WRITTEN PROBLEM 1 ->
Copy out the thread on robust mutexes starting with "With robust mutexes, we" and going on through "the kernel though.", and rename "THR_PSHARED_PTR" to "THR_OWNERDEAD_PTR".
WRITTEN PROBLEM 2 ->
In the thread on robust mutexes, what name is suggested in place of UMTX_OP_ROBUST?

PASSAGE TO READ ->
____

Typo, "It's" should be "Its" and "ends" should be "end".

Bruce Evans would probably complain about comma splice (two times).

Post by Konstantin Belousov
+#define UMTX_OP_ROBUST 26

The name is rather vague. Perhaps this can be something like
UMTX_OP_INIT_ROBUST.

--
Jilles Tjoelker

Konstantin Belousov

2016-05-07 16:59:56 UTC

Post by Konstantin Belousov
4. The sysctl kern.ipc.umtx_vnode_persistent is added, which controls
the lifetime of the shared mutex associated with a vnode' page.
Apparently, there is real code around which expects the following
- mmap a file, create a shared mutex in the mapping;
- the process exits;
- another process starts, mmaps the same file and expects that the
previously initialized mutex is still usable.
The knob changes the lifetime of such shared off-page from the
'destroy on last unmap' to either 'until vnode is reclaimed' or
until 'pthread_mutex_destroy' called, whatever comes first.

The 'until vnode is reclaimed' bit sounds like a recipe for hard to
reproduce bugs.
I do think it is related to the robust mutex patch, though.
Without robust mutexes and assuming threads do not unmap the memory
while having a mutex locked or while waiting on a condition variable, it
is sufficient to create the off-page mutex/condvar automatically in its
initial state when pthread_mutex_lock() or pthread_cond_*wait() are
called and no off-page object exists.
With robust mutexes, we need to store somewhere whether the next thread
should receive [EOWNERDEAD] or not, and this should persist even if no
processes have the memory mapped. This might be done by replacing
THR_PSHARED_PTR with a different value in the pthread_mutex_t. I'm not
sure I like that memory write being done from the kernel though.

In principle, I agree with this. Note that if we go with something
like THR_OWNERDEAD_PTR, the kernel write to set the value would be not
much different from the kernel write to unlock robust mutex with inlined
lock structures.

Still, I would prefer to to implement this now. For the local purposes,
the knob was enough, and default value will be 'disabled'.

Post by Jilles Tjoelker
The below is a review of https://kib.kiev.ua/kib/pshared/robust.2.patch

Post by Konstantin Belousov
diff --git a/lib/libc/gen/Symbol.map b/lib/libc/gen/Symbol.map

Removed from the export.

Post by Jilles Tjoelker
The same thing is true of many other FBSDprivate_1.0 symbols but there
is a difference between adding new unnecessary exports and removing
existing unnecessary exports.

Post by Konstantin Belousov
+ if ((error2 == 0 || error2 == EOWNERDEAD) && cancel)
_thr_testcancel(curthread);

So your argument there is to return EOWNERDEAD and not cancelling,
am I right ? I reused part of your text as the comment.

Post by Konstantin Belousov
+void
+_mutex_leave_robust(struct pthread *curthread, struct pthread_mutex *m)
+{
+
+ if (!is_robust_mutex(m))
+ return;

This accesses the mutex after writing a value to the lock
word which allows other threads to lock it. A use after free may result,
since it is valid for another thread to lock, unlock and destroy the
mutex (assuming the mutex is not used otherwise later).

____

PROVIDED MATERIAL ->
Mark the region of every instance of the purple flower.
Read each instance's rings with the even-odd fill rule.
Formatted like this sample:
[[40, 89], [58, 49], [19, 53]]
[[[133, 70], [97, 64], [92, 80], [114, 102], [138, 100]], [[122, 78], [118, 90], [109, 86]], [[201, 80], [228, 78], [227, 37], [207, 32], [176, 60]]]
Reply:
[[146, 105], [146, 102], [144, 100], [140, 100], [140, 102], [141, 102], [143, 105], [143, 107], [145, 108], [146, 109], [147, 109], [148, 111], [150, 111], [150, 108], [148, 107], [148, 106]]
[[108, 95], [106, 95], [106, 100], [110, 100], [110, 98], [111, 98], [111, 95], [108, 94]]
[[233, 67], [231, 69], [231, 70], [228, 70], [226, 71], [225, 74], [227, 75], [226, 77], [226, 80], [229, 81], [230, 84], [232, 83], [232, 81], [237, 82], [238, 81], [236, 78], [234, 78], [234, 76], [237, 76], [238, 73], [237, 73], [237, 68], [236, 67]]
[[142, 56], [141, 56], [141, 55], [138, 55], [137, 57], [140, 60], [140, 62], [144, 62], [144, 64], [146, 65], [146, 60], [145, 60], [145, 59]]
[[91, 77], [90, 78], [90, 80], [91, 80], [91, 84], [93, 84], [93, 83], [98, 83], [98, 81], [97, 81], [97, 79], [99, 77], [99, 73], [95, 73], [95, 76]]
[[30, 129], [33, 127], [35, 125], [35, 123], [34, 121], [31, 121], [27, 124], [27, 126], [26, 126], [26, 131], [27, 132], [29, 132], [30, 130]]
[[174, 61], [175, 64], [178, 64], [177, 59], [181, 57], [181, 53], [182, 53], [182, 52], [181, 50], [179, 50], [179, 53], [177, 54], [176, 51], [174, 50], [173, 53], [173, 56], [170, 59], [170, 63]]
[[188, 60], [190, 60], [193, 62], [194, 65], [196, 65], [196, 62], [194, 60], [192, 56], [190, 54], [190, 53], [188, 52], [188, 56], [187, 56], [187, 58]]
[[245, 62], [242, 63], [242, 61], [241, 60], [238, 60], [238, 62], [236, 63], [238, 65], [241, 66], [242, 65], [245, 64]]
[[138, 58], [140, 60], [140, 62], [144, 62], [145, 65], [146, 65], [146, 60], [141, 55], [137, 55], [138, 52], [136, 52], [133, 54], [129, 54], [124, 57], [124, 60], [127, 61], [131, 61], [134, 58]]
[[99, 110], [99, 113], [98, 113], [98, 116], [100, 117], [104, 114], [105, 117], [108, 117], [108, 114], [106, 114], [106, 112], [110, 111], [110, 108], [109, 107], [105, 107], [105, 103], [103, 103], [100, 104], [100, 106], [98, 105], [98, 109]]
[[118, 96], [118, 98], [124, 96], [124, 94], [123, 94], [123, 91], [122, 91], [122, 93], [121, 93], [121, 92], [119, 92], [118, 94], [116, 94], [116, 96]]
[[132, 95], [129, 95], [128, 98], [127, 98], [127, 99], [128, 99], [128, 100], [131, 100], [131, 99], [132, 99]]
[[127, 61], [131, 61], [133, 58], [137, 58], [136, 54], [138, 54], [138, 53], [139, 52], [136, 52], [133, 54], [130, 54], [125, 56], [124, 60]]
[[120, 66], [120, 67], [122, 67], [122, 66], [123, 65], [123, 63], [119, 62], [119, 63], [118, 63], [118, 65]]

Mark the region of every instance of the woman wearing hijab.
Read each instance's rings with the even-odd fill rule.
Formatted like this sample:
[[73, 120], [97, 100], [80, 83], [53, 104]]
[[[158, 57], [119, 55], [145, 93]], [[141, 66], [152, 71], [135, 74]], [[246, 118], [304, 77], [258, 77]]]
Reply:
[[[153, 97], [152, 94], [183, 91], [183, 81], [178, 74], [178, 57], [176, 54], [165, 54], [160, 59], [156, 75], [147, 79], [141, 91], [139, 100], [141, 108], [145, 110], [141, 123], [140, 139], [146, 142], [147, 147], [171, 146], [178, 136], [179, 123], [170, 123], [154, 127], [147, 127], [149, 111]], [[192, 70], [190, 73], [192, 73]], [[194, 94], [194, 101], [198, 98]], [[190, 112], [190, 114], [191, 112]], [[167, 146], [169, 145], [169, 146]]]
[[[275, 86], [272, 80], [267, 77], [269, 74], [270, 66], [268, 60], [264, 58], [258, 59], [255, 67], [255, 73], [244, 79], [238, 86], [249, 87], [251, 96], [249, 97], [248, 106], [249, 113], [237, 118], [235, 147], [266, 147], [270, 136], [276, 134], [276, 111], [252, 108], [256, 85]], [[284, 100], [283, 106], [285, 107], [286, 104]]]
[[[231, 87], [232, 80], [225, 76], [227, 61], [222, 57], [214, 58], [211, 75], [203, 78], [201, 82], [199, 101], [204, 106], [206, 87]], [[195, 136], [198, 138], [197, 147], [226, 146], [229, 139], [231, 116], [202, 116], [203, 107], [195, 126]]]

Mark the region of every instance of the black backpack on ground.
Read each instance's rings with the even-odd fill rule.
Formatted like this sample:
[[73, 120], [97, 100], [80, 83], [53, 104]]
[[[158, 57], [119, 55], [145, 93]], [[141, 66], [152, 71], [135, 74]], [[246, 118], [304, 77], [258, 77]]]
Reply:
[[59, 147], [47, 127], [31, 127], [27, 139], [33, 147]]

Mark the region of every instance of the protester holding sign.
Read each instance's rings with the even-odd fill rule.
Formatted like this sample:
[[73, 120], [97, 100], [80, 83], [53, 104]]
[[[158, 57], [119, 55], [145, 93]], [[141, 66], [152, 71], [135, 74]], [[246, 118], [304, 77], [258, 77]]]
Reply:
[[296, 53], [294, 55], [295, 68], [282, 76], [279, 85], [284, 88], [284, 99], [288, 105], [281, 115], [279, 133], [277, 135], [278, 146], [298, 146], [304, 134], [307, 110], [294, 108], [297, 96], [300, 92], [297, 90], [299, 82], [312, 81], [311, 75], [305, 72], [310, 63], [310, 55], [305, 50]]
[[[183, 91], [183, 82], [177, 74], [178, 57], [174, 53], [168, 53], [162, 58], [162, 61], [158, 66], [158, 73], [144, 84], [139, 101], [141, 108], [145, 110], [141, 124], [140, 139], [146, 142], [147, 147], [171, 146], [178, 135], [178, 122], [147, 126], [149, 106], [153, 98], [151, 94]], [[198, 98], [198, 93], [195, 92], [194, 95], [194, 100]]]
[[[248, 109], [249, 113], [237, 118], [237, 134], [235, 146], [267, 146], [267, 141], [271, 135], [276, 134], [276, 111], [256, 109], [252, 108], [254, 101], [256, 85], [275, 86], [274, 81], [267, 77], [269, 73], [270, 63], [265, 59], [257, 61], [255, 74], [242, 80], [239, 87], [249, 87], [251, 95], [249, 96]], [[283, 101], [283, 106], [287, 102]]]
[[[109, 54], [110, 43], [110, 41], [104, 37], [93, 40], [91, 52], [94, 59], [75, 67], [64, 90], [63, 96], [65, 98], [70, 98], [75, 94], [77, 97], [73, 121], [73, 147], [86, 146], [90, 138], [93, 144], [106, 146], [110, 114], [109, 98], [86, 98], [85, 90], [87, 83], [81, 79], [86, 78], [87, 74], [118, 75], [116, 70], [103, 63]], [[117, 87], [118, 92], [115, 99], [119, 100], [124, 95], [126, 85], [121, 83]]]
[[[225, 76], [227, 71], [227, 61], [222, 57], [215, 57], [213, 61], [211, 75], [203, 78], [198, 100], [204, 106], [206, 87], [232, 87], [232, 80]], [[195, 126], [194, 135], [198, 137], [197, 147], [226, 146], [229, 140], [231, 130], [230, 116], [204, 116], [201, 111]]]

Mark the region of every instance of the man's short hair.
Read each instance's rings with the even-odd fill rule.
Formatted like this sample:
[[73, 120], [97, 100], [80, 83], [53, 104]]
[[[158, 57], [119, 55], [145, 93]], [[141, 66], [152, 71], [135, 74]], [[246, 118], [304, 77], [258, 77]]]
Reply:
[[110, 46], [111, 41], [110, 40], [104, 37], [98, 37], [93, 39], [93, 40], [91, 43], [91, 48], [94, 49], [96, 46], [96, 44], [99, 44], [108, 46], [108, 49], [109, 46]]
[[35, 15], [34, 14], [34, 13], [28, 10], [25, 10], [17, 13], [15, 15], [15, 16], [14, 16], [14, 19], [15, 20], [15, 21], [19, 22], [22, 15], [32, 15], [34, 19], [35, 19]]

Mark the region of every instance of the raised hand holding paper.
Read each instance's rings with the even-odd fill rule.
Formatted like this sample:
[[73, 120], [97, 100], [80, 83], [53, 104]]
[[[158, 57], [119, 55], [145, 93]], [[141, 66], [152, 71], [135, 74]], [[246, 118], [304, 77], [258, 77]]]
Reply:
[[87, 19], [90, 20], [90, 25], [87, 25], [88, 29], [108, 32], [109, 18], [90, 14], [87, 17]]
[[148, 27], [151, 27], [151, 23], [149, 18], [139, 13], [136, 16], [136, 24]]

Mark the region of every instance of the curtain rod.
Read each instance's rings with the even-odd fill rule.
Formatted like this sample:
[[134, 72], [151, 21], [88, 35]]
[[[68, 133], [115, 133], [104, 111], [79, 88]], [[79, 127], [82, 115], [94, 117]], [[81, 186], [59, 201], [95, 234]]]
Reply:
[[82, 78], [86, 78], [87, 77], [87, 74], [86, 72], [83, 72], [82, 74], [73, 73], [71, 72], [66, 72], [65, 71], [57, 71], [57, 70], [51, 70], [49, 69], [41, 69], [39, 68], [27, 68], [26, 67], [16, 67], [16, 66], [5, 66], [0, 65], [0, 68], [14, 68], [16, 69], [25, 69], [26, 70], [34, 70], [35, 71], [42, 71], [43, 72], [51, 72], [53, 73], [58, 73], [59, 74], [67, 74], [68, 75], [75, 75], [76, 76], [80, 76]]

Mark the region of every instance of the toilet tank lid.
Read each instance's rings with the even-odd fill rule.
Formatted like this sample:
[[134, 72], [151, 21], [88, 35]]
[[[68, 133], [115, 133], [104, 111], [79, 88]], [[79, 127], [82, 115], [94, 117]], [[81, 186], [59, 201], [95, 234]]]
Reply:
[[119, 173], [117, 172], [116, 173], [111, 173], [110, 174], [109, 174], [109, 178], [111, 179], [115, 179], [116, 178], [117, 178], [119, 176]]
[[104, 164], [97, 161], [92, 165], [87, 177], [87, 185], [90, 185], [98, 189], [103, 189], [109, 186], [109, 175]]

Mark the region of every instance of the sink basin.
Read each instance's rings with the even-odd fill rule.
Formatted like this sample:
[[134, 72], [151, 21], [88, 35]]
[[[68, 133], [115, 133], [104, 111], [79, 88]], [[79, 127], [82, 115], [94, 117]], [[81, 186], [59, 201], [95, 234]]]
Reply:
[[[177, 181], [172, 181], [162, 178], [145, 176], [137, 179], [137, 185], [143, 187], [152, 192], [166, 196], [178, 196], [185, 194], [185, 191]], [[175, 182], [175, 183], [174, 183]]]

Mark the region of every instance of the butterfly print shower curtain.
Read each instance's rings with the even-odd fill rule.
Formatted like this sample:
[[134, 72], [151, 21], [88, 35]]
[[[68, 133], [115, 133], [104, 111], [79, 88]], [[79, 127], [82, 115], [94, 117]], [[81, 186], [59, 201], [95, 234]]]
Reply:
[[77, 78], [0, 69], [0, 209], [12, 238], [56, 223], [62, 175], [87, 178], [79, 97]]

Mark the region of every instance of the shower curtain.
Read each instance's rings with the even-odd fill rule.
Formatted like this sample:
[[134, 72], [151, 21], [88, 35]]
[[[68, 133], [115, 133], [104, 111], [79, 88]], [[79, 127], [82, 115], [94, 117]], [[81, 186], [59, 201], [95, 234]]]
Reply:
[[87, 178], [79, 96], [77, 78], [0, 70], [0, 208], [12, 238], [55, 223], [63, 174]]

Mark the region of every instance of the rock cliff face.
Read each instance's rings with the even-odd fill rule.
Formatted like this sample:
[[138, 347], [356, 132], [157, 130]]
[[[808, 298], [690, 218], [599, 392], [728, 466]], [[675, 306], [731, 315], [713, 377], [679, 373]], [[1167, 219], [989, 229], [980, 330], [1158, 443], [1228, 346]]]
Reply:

____

TASK SOLUTION 1 ->
With robust mutexes, we need to store somewhere whether the next thread
should receive [EOWNERDEAD] or not, and this should persist even if no
processes have the memory mapped. This might be done by replacing
THR_OWNERDEAD_PTR with a different value in the pthread_mutex_t. I'm not
sure I like that memory write being done from the kernel though.

TASK SOLUTION 2 ->
UMTX_OP_INIT_ROBUST